_Task description_. Where does the string "shop" occur in the records? Copy each line that holds it.

[Saved data entries]
○ ○ ○ ○ ○ ○ ○

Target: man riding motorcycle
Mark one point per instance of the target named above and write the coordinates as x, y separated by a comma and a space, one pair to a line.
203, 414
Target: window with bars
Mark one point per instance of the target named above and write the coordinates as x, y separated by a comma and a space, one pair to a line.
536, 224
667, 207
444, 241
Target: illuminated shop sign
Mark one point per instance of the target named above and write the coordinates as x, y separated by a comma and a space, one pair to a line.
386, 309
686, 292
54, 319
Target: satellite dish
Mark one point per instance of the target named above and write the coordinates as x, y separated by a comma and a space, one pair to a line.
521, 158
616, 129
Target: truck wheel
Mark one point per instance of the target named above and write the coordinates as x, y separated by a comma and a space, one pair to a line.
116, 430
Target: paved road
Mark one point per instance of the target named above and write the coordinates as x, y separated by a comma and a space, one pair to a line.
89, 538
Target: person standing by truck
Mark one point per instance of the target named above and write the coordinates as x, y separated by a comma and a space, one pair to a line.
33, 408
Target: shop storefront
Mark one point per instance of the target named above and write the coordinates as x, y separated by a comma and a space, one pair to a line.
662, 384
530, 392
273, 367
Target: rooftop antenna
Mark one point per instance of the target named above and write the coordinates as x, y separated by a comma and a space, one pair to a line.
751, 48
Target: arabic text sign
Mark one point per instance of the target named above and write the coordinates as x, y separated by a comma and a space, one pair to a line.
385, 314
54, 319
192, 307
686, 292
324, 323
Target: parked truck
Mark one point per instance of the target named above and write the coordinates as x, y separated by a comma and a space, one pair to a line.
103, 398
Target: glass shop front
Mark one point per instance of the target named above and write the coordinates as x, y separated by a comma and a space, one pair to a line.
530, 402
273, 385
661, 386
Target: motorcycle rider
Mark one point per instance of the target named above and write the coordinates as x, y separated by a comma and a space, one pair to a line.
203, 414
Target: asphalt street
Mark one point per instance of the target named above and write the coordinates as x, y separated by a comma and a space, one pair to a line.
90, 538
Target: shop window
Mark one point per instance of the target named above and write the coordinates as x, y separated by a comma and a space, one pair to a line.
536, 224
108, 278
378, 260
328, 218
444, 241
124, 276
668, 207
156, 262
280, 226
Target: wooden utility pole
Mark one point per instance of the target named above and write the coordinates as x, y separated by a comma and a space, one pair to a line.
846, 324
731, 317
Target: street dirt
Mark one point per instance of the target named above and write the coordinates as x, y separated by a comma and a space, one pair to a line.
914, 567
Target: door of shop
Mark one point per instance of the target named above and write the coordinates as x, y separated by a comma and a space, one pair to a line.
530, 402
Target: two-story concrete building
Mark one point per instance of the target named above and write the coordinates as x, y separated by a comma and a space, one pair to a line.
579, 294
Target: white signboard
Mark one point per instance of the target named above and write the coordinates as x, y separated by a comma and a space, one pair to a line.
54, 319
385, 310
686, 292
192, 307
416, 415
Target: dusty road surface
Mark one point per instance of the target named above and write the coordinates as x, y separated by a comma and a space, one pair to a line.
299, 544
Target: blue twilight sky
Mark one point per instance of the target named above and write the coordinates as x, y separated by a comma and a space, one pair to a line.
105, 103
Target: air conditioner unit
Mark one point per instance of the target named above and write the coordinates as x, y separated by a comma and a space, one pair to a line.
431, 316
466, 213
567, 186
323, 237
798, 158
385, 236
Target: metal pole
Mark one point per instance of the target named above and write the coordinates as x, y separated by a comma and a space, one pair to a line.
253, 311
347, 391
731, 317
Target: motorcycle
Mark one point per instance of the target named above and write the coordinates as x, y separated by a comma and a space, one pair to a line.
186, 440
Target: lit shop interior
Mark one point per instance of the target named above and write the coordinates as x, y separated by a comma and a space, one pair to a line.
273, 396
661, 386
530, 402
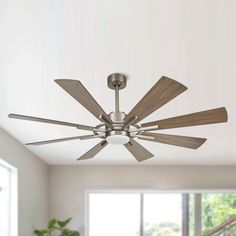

○ ○ ○ ○ ○ ○ ○

_Response for this exercise_.
Target: illuminated shop sign
Target: shop storefront
Target: glass shop front
Target: shop window
Target: door of shop
Target: lit shop interior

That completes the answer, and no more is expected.